Collected data entries:

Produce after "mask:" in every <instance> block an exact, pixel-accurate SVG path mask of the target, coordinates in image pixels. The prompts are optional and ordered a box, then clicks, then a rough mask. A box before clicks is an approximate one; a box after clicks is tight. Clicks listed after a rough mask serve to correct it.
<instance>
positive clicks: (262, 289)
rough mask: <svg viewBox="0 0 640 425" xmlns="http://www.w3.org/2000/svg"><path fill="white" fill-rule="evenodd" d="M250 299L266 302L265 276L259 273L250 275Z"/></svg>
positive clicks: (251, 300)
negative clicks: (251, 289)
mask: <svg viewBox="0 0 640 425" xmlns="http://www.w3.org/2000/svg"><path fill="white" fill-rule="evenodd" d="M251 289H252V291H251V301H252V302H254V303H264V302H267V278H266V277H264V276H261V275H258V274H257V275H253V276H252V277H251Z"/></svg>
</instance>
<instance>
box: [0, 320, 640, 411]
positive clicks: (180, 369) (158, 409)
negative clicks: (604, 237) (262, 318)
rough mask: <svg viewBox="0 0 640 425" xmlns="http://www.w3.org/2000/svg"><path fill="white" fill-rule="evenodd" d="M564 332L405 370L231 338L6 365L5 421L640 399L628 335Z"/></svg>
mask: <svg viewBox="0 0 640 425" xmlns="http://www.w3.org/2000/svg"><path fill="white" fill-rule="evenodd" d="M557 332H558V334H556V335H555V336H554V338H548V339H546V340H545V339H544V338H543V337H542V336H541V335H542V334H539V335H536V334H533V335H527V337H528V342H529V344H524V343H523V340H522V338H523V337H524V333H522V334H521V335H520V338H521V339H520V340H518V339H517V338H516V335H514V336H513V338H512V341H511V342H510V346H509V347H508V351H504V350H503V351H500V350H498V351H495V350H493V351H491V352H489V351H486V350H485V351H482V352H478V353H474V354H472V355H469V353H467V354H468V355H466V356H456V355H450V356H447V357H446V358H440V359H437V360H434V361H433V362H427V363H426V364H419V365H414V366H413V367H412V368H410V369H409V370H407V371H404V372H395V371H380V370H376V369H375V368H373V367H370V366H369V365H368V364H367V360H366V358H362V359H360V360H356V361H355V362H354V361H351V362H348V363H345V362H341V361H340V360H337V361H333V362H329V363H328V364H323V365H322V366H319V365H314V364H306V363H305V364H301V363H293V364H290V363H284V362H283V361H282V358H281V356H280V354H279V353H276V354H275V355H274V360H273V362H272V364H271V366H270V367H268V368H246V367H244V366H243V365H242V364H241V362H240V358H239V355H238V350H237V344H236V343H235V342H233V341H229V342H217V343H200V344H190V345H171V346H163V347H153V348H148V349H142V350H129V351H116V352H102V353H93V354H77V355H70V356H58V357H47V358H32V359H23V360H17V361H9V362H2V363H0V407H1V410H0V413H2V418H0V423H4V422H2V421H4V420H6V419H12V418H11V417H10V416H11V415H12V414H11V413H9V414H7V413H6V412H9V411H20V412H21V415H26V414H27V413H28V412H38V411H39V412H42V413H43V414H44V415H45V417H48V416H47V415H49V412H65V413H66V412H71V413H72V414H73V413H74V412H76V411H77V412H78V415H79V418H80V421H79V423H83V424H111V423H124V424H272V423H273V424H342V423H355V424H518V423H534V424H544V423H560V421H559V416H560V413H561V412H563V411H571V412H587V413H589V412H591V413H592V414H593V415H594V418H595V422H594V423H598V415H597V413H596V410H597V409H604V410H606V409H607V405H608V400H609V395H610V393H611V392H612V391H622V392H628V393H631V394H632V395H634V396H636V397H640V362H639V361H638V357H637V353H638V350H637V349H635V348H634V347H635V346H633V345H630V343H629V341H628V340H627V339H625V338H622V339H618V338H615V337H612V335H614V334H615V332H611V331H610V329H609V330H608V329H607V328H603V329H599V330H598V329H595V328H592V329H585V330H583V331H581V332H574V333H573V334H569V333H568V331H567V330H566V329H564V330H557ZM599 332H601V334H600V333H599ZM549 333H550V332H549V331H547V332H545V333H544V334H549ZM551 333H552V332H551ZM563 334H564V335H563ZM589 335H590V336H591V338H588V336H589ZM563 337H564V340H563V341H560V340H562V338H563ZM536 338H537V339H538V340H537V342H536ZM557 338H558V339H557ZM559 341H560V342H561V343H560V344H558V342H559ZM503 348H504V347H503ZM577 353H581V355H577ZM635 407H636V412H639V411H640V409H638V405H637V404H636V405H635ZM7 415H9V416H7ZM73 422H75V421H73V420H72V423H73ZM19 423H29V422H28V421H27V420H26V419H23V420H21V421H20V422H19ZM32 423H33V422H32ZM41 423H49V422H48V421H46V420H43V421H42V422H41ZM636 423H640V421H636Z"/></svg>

What you should do ▸ From the first line to the last, return the data above exactly.

Answer below ▸
Produce after "mask:" in every <instance> block an exact, pixel-accurate SVG path mask of the target, coordinates in image pixels. The prompts are optional and ordered a box, then clicks, then a rough mask. A box before clicks is an approximate one; a box after clicks is tight. Clicks listed after a rough mask serve to correct it.
<instance>
positive clicks: (262, 289)
rough mask: <svg viewBox="0 0 640 425" xmlns="http://www.w3.org/2000/svg"><path fill="white" fill-rule="evenodd" d="M250 299L266 302L265 276L259 273L250 275Z"/></svg>
positive clicks: (251, 300)
negative clicks: (251, 289)
mask: <svg viewBox="0 0 640 425" xmlns="http://www.w3.org/2000/svg"><path fill="white" fill-rule="evenodd" d="M251 289H252V291H251V301H252V302H254V303H264V302H267V278H266V277H264V276H261V275H258V274H257V275H253V276H252V277H251Z"/></svg>
</instance>
<instance>
box: [0, 320, 640, 411]
positive clicks: (180, 369) (158, 409)
negative clicks: (604, 237) (262, 318)
rough mask: <svg viewBox="0 0 640 425" xmlns="http://www.w3.org/2000/svg"><path fill="white" fill-rule="evenodd" d="M564 332L405 370L231 338L6 365L5 421L640 399L628 335Z"/></svg>
mask: <svg viewBox="0 0 640 425" xmlns="http://www.w3.org/2000/svg"><path fill="white" fill-rule="evenodd" d="M557 332H558V334H556V335H555V336H554V338H548V339H546V340H545V339H544V338H543V337H542V336H541V335H542V334H539V335H536V334H533V335H527V337H528V342H529V344H524V343H523V340H522V338H523V337H524V333H522V334H521V335H520V338H521V339H520V340H518V339H517V338H516V335H514V336H513V338H512V341H511V342H510V346H509V347H508V351H504V350H503V351H500V350H498V351H495V350H493V351H491V352H489V351H486V350H485V351H482V352H478V353H474V354H472V355H469V353H467V354H468V355H466V356H456V355H450V356H447V357H446V358H440V359H437V360H434V361H433V362H427V363H426V364H419V365H414V366H413V367H412V368H410V369H409V370H407V371H404V372H395V371H380V370H376V369H375V368H373V367H370V366H369V365H368V364H367V360H366V358H362V359H360V360H356V361H355V362H354V361H351V362H348V363H345V362H341V361H340V360H337V361H333V362H329V363H328V364H323V365H322V366H319V365H314V364H306V363H305V364H301V363H293V364H290V363H284V362H283V361H282V358H281V356H280V354H279V353H276V354H275V355H274V360H273V362H272V364H271V366H270V367H268V368H246V367H244V366H243V365H242V364H241V362H240V358H239V355H238V350H237V344H236V343H235V342H233V341H229V342H217V343H200V344H190V345H171V346H163V347H153V348H148V349H142V350H129V351H116V352H102V353H93V354H77V355H70V356H58V357H47V358H32V359H23V360H17V361H9V362H2V363H0V407H1V410H0V413H2V418H0V423H4V422H2V421H4V420H6V419H12V418H11V417H10V416H11V415H12V414H11V413H9V414H7V413H6V412H9V411H20V412H21V415H26V414H27V413H28V412H38V411H39V412H42V413H43V414H44V415H45V417H48V416H47V415H49V412H65V413H66V412H71V413H72V414H73V413H74V412H76V411H77V412H78V415H79V418H80V421H79V423H83V424H111V423H124V424H272V423H273V424H342V423H355V424H518V423H534V424H544V423H560V421H559V416H560V413H561V412H563V411H571V412H587V413H589V412H591V413H592V414H593V415H594V418H595V422H594V423H598V415H597V413H596V410H597V409H604V410H606V409H607V405H608V400H609V395H610V393H611V392H612V391H622V392H628V393H631V394H632V395H634V396H636V397H640V362H639V361H638V357H637V353H638V350H637V349H635V348H634V347H635V346H633V345H630V343H629V341H628V340H627V339H625V338H622V339H618V338H615V337H612V335H614V334H615V332H611V331H610V329H609V330H608V329H607V328H603V329H599V330H598V329H595V328H592V329H585V330H583V331H581V332H574V333H573V334H569V333H568V331H567V330H566V329H564V330H557ZM599 332H601V334H600V333H599ZM549 333H550V332H549V331H547V332H545V333H544V334H549ZM551 333H552V332H551ZM563 334H564V335H563ZM589 335H590V336H591V338H588V336H589ZM563 337H564V340H563V341H560V340H562V338H563ZM536 338H537V339H538V340H537V342H536ZM557 338H558V339H557ZM559 341H560V342H561V343H560V344H558V342H559ZM503 348H504V347H503ZM577 353H581V355H577ZM635 407H636V412H639V411H640V409H638V405H637V404H636V405H635ZM7 415H9V416H7ZM73 422H75V421H73V420H72V423H73ZM19 423H29V422H28V421H27V420H26V419H23V420H21V421H20V422H19ZM32 423H33V422H32ZM41 423H49V422H48V421H46V420H43V421H42V422H41ZM636 423H640V421H636Z"/></svg>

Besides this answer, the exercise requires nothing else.